### PAGE EXCERPT

▼

Introducing I2E 5.3.1
I2E 5.3.1 includes improvements that make it easier to integrate the tool into your organization and process your internal documents, as well as the usual usability enhancements and under-the-hood modifications.
Single Sign-On (SSO)
I2E 5.3.1 can now act as an Identity Provider, allowing the application to work with Federated Authenticated Systems such as ADFS and Shibboleth. After the set-up process in your organization, users can be authenticated in one system and then seamlessly log into the I2E client without prompting for your credentials. If you are not already logged in via another system, I2E will initiate the login process via a redirect to a special web page.
ManifoldCF: I2E Output Connector [BETA release]
Apache ManifoldCF is “an effort to provide an open source framework for connecting source content repositories like Microsoft SharePoint and OpenText Documentum, to target repositories or indexes”. Linguamatics have created an I2E Output Connector -- which is being released as a beta – to simplify the ingress and indexing of documents stored within customer organizations. This means that I2E 5.3.1 can be used to index documents stored in Documentum, allowing you to run precise analytical queries over your files (and link back to them in Documentum) without needing to manually export the documents from Documentum.
The Hit column for Excel (XLS-HTML) and Excel (ODS) in I2E 5.3.1 no longer uses blue text to highlight information. It now uses the same highlight colors that are used in the HTML view and the cached document to provide consistent coloring and make it easier to review your results.
Class Matching: New Ontology column
When searching for a match in the Class Properties window, there is a new Ontology column in the results in I2E 5.3.1.
This helps to quickly review your results to get to your correct match(es), particularly when you’re using a term that could occur in different ontologies.
Reporting of Skipped Documents and new Find/Replace pane
There are a couple of changes in the Indexing interface in the I2E Administration view to make it easier to identify problematic files in your source data.
If your completed index status is “Succeeded (with warnings)”, it may be that a particular document could not be processed. In I2E 5.3.1, there is a new tab in Index properties, labelled “Skipped input”, that lists all of the source files that could not be processed.
Another way that you could find this information is to use the new Find/Replace panel. As the name suggests, this will let you find (and, in editable fields, replace) text in multi-line text fields. It works in I2E Express, I2E Pro and (most usefully) in the I2E Administration view and is available via the usual Ctrl-F keyboard shortcut (or by using right-clicking in a text field to bring up the option).
New Indexing Mode: PSV (Pipe-separated values)

▲

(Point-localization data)
▼

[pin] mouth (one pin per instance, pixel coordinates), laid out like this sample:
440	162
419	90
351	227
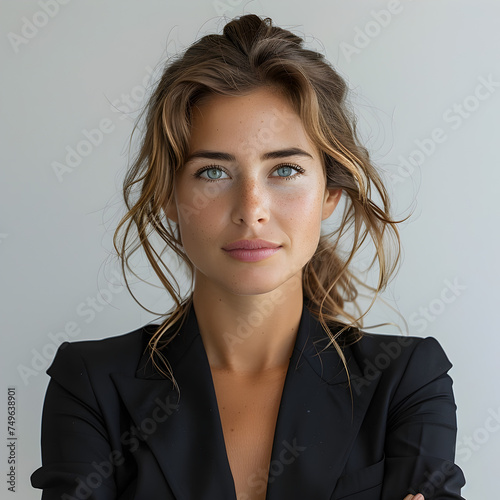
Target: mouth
250	245
251	250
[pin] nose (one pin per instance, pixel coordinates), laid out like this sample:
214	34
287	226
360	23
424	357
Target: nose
250	203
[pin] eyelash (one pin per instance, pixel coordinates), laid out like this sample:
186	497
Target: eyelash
298	169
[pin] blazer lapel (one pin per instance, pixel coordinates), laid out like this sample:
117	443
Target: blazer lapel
317	423
185	435
318	419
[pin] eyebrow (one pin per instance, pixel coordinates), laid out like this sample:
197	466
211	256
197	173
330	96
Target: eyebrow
270	155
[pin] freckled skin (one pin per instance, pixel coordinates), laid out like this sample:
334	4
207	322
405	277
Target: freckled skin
251	201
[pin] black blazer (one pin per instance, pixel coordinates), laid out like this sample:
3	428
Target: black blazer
113	427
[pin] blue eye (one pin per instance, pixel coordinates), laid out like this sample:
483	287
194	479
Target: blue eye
212	173
289	171
284	171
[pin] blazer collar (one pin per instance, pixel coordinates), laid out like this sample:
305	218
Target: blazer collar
318	420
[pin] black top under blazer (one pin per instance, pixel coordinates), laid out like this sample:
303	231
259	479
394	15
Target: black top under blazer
113	427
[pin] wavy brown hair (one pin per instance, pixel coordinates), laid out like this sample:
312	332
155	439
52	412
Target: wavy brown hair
251	53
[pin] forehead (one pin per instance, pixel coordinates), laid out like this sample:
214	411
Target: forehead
249	123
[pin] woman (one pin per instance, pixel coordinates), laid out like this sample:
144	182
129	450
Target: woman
260	383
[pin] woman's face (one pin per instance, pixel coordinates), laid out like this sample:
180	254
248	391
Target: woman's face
251	173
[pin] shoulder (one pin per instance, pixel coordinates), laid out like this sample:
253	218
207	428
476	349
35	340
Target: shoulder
118	353
405	362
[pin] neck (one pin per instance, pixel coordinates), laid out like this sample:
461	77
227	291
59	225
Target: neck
248	333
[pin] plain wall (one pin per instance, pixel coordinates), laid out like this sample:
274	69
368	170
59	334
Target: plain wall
427	113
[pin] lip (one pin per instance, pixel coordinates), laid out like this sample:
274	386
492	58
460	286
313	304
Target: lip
251	250
250	245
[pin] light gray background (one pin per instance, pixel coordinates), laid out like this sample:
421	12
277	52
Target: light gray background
55	233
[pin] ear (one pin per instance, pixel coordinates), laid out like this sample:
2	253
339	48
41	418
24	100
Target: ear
330	202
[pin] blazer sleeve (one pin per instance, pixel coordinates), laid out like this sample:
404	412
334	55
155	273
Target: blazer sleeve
75	446
422	428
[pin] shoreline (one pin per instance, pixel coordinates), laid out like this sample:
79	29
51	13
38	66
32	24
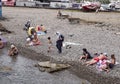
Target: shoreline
95	35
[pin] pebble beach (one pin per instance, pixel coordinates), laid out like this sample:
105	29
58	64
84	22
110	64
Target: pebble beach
97	37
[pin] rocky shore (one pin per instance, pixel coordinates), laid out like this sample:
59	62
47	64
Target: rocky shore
96	37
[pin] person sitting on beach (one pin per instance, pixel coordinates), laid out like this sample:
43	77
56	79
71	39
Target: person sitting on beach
1	44
102	65
106	65
29	42
35	40
13	50
102	56
112	61
86	54
50	44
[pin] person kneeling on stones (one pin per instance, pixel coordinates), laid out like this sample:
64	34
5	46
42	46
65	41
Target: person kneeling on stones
13	50
86	55
35	40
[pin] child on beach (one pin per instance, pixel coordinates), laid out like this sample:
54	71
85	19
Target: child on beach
13	50
49	44
86	55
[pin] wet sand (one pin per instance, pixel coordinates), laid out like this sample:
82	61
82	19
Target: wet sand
95	37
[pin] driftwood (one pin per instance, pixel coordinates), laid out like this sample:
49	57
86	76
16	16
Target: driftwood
51	67
74	20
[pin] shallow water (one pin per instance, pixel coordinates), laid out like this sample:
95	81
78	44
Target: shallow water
24	72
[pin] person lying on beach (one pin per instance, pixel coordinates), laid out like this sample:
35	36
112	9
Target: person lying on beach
13	50
96	59
86	55
1	44
112	62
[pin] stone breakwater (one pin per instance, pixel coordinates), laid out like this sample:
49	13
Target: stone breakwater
95	37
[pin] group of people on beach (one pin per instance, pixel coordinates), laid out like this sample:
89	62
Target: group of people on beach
103	63
13	49
33	33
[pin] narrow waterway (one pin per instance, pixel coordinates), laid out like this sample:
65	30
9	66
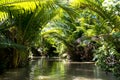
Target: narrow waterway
55	69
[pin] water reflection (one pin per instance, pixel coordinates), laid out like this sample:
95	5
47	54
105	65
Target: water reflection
55	69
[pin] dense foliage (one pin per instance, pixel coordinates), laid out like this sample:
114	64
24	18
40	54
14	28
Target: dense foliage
79	30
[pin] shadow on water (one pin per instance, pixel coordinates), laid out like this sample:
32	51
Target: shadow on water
56	69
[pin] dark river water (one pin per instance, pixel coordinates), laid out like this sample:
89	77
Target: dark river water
55	69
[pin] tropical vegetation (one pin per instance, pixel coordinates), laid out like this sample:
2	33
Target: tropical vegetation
78	30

▲

### YOUR ASSIGNMENT
On the I2E 5.3.1 page, what label does the new tab in Index properties carry? The point-localization data has nothing to do with the I2E 5.3.1 page.

### TASK OUTPUT
"Skipped input"